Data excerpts
******************************
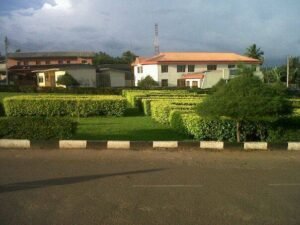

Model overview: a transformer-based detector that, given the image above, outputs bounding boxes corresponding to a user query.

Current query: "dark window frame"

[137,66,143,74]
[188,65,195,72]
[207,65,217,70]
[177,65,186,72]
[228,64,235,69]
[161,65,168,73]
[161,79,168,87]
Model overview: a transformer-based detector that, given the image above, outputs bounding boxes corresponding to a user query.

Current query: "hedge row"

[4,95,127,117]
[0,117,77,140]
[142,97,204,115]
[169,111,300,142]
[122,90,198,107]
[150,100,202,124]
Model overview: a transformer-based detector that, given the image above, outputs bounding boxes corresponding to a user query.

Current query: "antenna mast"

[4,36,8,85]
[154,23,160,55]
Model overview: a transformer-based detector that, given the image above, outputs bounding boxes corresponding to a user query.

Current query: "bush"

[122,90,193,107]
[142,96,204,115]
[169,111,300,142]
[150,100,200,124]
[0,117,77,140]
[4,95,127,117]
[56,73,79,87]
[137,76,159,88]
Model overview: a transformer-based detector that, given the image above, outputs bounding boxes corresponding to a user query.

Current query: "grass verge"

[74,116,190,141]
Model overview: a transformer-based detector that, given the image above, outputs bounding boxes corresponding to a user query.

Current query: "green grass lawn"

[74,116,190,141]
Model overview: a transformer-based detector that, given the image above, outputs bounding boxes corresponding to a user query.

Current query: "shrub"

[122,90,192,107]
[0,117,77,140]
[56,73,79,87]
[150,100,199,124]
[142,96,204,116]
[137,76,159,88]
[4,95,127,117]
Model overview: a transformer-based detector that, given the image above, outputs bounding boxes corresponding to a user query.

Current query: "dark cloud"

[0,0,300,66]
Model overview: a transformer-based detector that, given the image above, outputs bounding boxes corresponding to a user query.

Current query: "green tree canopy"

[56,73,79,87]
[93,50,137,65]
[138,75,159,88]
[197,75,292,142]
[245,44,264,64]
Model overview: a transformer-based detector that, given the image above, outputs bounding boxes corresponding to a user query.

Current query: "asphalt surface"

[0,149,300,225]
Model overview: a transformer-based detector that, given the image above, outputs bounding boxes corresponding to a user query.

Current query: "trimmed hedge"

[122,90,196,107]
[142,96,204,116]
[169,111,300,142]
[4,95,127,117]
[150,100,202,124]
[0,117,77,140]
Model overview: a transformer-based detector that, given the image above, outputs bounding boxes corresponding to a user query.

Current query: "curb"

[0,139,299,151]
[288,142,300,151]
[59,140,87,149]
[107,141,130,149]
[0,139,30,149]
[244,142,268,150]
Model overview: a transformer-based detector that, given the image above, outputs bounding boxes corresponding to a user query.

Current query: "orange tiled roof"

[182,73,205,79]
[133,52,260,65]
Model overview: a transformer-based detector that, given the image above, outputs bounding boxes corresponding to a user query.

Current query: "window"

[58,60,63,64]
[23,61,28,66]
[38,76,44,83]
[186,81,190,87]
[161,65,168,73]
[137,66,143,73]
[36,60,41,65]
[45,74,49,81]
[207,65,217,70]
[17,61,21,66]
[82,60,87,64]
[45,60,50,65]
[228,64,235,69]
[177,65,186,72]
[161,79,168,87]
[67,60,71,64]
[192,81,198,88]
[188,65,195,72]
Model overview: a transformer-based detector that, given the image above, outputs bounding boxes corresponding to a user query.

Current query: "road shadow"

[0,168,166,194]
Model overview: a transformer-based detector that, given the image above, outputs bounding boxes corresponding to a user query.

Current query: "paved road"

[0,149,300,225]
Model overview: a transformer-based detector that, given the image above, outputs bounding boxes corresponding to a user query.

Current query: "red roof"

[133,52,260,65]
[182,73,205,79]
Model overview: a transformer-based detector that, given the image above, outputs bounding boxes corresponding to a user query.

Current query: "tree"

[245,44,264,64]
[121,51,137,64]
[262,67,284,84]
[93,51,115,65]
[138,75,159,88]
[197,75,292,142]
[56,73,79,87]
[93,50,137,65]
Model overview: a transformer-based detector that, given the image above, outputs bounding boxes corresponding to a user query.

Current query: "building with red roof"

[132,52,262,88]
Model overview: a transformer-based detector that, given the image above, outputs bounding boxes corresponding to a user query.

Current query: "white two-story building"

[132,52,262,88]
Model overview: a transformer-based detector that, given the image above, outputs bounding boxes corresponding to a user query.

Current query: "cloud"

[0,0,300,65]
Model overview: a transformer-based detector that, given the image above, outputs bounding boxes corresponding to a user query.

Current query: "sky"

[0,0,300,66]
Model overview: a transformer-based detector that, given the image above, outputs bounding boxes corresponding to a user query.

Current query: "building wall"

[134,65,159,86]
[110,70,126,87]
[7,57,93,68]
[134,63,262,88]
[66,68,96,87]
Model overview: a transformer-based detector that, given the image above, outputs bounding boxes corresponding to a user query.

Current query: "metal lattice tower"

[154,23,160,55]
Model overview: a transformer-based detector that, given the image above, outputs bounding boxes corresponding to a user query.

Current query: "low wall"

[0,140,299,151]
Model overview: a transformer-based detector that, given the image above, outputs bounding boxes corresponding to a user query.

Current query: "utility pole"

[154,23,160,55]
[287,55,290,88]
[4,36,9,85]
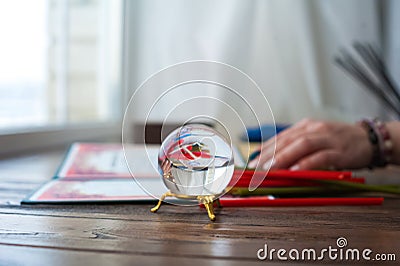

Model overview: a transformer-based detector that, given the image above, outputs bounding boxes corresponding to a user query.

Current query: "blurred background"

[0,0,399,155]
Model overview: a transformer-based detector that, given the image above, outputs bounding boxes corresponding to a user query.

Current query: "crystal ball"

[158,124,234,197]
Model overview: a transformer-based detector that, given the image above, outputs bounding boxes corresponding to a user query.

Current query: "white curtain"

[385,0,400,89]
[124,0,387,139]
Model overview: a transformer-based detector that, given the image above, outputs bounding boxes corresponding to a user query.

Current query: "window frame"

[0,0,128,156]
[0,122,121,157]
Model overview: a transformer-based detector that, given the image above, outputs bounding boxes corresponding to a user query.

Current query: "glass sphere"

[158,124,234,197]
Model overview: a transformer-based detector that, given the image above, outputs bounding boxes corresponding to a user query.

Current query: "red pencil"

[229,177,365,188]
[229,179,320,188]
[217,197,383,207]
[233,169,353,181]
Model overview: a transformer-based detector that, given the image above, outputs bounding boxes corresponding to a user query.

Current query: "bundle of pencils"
******************************
# [YOUR OBJECTIVE]
Output a faithful copy of the data, with each picture left out.

# [ANSWER SECTION]
Model overview: a transformer-based detector that, given the image above, outputs bounding boxes corresponding to a user query.

Current query: "dark window frame"

[137,66,143,74]
[188,65,195,72]
[207,65,217,70]
[177,65,186,72]
[228,64,235,69]
[161,65,168,73]
[161,79,168,87]
Model overview: a transformer-based detector that, given the image above, outputs bounding boxes corresponding to a user query.

Current query: "hedge row"

[4,95,127,117]
[0,117,77,140]
[142,97,204,115]
[169,111,300,142]
[122,90,198,107]
[150,100,202,124]
Model overview: a transformer-based detector that, given the image above, outputs bounding boxes corresponding to a user query.

Current query: "antenna mast"

[4,36,8,85]
[154,23,160,55]
Model overview: a transformer-based detector that, given the image above, outputs bounding boxes corresponding to a user query.

Current query: "bush"

[122,90,193,107]
[142,96,204,115]
[169,111,300,142]
[150,100,200,124]
[0,117,77,140]
[4,95,127,117]
[56,73,79,87]
[137,76,159,88]
Model overview: a transformer-based detector that, given the image above, outputs bounding boxes corresponding to a user query.

Current query: "grass verge"

[74,116,190,141]
Model overview: a transformer-based detector that, given the image above, outputs bounding boxes corresponding to a user query.

Current query: "green grass lawn"

[74,116,190,141]
Model overview: a transformer-based detector that, given the image above, outputs bounding boxes corresponding to a user query.

Current query: "shrub"

[122,90,192,107]
[0,117,77,140]
[56,73,79,87]
[150,100,199,124]
[142,96,204,116]
[137,76,159,88]
[4,95,127,117]
Model overview: a transformer-based detector that, given the image above, outputs bounding boxes corresponding to a user query.

Current query: "dark cloud"

[0,0,300,66]
Model overview: a transformer-based detector that, given the image above, outputs bounding boxes corresponding to a user query.

Current query: "green tree canopy"

[56,73,79,87]
[93,50,137,65]
[138,75,159,88]
[197,75,292,142]
[245,44,264,64]
Model overview: a transformer-based detector that, given the image above, outputs bounding boxes corresponding to a user query.

Current query: "asphalt surface"

[0,149,300,225]
Model overview: a transformer-based detector that, given the image above, outputs bounding boxes corresponding to a user query.

Current query: "trimmed hedge"

[122,90,196,107]
[142,96,204,116]
[169,111,300,142]
[4,95,127,117]
[150,100,202,124]
[0,117,77,140]
Model overview: a transformer-based detector that, given the image above, outputs bounding boxes corresponding to a user query.

Current query: "curb"

[0,139,299,151]
[288,142,300,151]
[59,140,87,149]
[107,141,130,149]
[0,139,30,149]
[244,142,268,150]
Model overview: a transformer-based detector that, given the image above, outputs bounding boxes corresponding to a user query.

Current query: "orange tiled roof"

[182,73,205,79]
[133,52,260,65]
Model overview: a transformer-based detector that, given the image above, outputs bounding boxes corresponding to a user query.

Current query: "window"

[58,60,63,64]
[23,61,28,66]
[38,76,44,83]
[186,81,190,87]
[161,65,168,73]
[137,66,143,73]
[36,60,41,65]
[45,74,49,81]
[207,65,217,70]
[17,61,21,66]
[82,60,87,64]
[45,60,50,65]
[228,64,235,69]
[177,65,186,72]
[161,79,168,87]
[67,60,71,64]
[192,81,198,88]
[188,65,195,72]
Model overview: a transformer-based detector that, given the image above, outputs bounding boxes corresponding to a user query.

Current query: "road shadow"

[0,168,166,194]
Model overview: a transformer-based detector that, given the image above, outputs bounding boxes corresponding to a user query.

Current query: "paved road"

[0,149,300,225]
Model overview: a transformer-based detector that, given the image above, outputs bounding boxes corresponding to a user query.

Current query: "red roof"

[133,52,260,65]
[182,73,205,79]
Model overview: a transformer-based detector that, given the image above, outputs bounding boxes corresponding to a user query.

Current query: "tree"

[245,44,264,64]
[121,51,137,64]
[262,67,284,84]
[93,51,115,65]
[138,75,159,88]
[197,75,292,142]
[56,73,79,87]
[93,50,137,65]
Model overview: a transformer-based detector that, given the image above, outputs bounding boxes corresponding to a user query.

Current query: "building with red roof"

[132,52,262,88]
Model overview: a transformer-based detector that, given the image above, outputs bounding boxes corresponding to a user query.

Current query: "white two-story building"

[132,52,262,88]
Model overview: a transformer-based detector that, given the image above, outputs bounding boxes corresponding to a user query.

Current query: "cloud"

[0,0,300,65]
Model overview: a transformer-based detector that, given the image above, outputs bounding boxes corresponding to a user query.

Current query: "sky"

[0,0,300,66]
Model overview: a transformer-based detector that, given the image above, outputs bounding boxes corresponding to a user query.

Current query: "building wall"

[134,65,159,86]
[110,70,126,87]
[7,57,93,68]
[134,63,262,88]
[66,68,96,87]
Model overview: a transformer-based detector that, given the image above, outputs bounding boxes corresponding to a user query.

Current query: "metal lattice tower"

[154,23,160,55]
Model overview: a transformer-based detector that, given the image above, outputs bounding boxes corresponding to a user query.

Current query: "low wall"

[0,140,299,151]
Model overview: a transformer-based detector that, given the image above, outputs bounding boxes corresponding to a user query.

Current query: "utility pole"

[154,23,160,55]
[287,55,290,88]
[4,36,9,85]

Model overview: a transformer-based detector that, given the image above, outputs bounding boxes corresponding to a user query.

Current query: "blurred background"

[0,0,399,155]
Model overview: a transformer-based detector that, given the image above, outputs bounding boxes corresponding to a user query.

Current query: "crystal ball"

[158,124,234,197]
Model overview: a transformer-based detector that, given the image above, outputs bounding boxes corresponding to a user query.

Current query: "white curtain"

[385,0,400,89]
[124,0,387,139]
Model overview: a transformer-based detector that, given the image above, outputs bounding boxes corresponding to a user query.

Current query: "window frame"

[0,0,128,156]
[0,122,121,157]
Model overview: a transformer-based detector that, given the image above, outputs bounding boxes corresponding to a user query.

Current query: "glass sphere"

[158,124,234,197]
Model overview: a transformer-based detector that, given the image above, outputs bounding boxes corresponding to a user query.

Current query: "red pencil"

[229,177,365,188]
[229,179,320,188]
[217,197,383,207]
[233,169,353,181]
Model overview: a transformer-based detector that, given the image above, outputs bounding boxes corresponding to a user query.

Current query: "bundle of pencils"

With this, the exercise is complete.